===== Exercise data

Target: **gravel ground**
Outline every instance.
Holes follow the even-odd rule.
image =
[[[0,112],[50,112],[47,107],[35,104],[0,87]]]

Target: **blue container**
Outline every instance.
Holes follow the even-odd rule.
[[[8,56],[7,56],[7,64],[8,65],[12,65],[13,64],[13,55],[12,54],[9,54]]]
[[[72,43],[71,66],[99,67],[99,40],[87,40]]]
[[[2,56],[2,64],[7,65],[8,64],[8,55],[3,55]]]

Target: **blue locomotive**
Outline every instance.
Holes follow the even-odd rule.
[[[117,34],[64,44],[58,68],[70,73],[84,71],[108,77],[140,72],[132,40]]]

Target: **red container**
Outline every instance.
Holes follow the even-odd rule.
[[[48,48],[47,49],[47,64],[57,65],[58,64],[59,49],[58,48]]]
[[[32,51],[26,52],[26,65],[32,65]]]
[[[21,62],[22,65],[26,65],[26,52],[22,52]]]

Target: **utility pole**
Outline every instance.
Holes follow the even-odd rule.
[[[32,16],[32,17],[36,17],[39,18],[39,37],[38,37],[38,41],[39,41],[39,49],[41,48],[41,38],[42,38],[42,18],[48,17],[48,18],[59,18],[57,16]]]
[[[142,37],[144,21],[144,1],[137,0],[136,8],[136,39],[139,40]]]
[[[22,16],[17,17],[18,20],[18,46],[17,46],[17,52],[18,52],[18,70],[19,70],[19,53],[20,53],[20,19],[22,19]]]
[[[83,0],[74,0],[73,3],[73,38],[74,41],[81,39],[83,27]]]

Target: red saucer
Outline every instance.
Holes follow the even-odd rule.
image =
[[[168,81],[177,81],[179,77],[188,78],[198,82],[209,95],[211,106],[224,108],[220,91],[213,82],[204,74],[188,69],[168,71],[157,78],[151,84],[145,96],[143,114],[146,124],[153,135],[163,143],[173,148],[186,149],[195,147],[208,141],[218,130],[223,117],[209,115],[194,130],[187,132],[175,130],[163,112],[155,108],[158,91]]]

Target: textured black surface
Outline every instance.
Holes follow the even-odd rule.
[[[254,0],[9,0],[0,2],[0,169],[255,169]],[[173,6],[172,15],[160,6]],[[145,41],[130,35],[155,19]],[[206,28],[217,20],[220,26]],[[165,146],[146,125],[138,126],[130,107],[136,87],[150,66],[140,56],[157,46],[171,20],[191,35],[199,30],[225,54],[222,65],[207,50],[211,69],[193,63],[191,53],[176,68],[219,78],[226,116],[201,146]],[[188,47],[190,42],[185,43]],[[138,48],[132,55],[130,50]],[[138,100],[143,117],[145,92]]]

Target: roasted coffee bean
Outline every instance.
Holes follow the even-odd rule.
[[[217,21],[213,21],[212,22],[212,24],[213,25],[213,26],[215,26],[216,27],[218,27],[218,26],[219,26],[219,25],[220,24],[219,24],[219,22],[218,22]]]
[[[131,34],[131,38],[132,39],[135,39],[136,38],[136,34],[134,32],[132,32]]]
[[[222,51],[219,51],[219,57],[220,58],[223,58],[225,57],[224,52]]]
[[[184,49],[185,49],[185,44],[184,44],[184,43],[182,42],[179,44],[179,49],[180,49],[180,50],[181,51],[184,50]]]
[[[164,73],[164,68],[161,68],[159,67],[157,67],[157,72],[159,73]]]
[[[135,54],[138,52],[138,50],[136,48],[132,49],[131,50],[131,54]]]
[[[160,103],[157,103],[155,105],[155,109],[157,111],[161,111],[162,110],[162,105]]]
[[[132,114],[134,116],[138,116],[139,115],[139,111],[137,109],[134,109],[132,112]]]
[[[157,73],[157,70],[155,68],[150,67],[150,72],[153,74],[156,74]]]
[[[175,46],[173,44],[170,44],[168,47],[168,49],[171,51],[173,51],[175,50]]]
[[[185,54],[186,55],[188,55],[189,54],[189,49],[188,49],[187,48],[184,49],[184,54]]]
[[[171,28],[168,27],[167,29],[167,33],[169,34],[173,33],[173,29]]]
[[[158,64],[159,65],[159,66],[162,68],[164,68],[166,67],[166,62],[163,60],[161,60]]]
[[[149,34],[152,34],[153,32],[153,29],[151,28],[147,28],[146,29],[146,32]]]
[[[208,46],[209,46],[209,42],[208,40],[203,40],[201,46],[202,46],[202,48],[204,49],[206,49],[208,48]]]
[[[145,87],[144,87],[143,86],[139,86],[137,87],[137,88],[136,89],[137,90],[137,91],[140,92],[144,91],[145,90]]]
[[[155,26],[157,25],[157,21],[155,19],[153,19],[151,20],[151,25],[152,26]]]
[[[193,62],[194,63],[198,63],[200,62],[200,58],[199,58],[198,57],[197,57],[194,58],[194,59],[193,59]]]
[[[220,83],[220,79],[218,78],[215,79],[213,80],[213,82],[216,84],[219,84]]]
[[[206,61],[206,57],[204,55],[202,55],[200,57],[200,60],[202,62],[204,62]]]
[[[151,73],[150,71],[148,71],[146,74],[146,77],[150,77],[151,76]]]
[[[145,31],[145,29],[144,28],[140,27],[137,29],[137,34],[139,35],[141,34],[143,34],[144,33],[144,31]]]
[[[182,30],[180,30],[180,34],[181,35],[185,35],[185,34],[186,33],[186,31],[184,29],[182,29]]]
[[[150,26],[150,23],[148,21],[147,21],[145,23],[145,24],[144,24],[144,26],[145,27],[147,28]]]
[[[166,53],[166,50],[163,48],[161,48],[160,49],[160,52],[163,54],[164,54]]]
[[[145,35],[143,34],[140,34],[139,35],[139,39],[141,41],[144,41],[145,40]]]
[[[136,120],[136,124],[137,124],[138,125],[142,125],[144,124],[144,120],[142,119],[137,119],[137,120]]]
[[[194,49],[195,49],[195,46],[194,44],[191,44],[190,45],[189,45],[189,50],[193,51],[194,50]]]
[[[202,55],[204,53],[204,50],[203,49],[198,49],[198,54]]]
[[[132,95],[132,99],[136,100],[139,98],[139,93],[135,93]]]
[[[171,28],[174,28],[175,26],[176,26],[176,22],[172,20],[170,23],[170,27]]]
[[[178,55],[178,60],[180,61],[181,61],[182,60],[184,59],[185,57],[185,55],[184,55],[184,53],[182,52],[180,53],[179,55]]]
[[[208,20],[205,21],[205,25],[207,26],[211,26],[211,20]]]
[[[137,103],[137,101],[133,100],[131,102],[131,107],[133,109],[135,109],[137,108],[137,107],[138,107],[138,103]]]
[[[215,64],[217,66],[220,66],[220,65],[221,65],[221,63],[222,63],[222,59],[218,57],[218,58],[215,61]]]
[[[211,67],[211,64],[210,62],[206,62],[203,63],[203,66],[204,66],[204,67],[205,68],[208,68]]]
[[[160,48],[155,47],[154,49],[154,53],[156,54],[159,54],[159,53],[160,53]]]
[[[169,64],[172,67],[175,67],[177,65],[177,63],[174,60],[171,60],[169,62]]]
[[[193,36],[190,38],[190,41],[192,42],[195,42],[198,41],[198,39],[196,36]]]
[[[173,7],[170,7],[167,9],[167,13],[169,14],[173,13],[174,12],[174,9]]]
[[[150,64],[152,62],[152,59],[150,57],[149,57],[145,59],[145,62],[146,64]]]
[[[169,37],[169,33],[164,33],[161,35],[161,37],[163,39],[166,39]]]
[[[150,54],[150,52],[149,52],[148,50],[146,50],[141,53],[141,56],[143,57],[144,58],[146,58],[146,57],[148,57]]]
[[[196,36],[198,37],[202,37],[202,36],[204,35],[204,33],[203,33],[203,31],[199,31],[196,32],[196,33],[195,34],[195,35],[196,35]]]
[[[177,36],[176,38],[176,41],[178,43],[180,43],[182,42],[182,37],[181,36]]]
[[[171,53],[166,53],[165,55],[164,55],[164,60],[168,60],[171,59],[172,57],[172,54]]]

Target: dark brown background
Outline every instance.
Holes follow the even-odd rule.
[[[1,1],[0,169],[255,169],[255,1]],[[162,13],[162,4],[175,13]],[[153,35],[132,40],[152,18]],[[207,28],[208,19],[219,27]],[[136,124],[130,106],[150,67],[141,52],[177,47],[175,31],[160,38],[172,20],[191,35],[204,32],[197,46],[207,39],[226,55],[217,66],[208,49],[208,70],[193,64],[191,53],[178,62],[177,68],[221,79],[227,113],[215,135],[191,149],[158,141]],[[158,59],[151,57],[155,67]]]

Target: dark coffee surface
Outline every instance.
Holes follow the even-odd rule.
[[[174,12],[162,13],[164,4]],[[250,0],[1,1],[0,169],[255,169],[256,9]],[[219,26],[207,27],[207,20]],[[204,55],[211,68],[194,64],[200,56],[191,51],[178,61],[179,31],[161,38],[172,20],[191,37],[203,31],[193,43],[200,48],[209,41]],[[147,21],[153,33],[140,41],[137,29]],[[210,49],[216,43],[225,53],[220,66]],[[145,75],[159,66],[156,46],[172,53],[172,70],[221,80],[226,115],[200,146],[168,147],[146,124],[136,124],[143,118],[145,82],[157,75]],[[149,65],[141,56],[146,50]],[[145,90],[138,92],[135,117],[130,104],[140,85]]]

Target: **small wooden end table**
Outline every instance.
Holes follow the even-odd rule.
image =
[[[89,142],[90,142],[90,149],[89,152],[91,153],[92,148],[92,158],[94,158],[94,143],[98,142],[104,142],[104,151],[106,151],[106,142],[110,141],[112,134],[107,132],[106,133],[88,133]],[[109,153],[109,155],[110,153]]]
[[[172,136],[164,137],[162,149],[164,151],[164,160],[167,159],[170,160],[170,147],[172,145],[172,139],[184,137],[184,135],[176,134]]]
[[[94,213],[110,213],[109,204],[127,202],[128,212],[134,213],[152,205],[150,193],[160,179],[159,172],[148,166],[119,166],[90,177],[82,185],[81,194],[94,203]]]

==========

_Direction:_
Copy the rows starting at the line containing "Target: **blue locomotive**" and ending at the line containing "[[[21,62],[22,65],[26,65],[26,52],[22,52]]]", changing "locomotive" to "train engine" and keeping everything else the same.

_Complete answer:_
Target: **blue train engine**
Outline every instance.
Holes follow the even-odd rule.
[[[117,34],[64,44],[58,68],[70,73],[84,71],[108,77],[140,72],[132,40]]]

Target: **red container**
Outline every instance.
Holes follow the even-odd rule.
[[[48,48],[47,49],[47,64],[57,65],[58,64],[59,49],[58,48]]]
[[[32,51],[26,52],[26,65],[32,65]]]
[[[21,62],[22,65],[26,65],[26,52],[22,52]]]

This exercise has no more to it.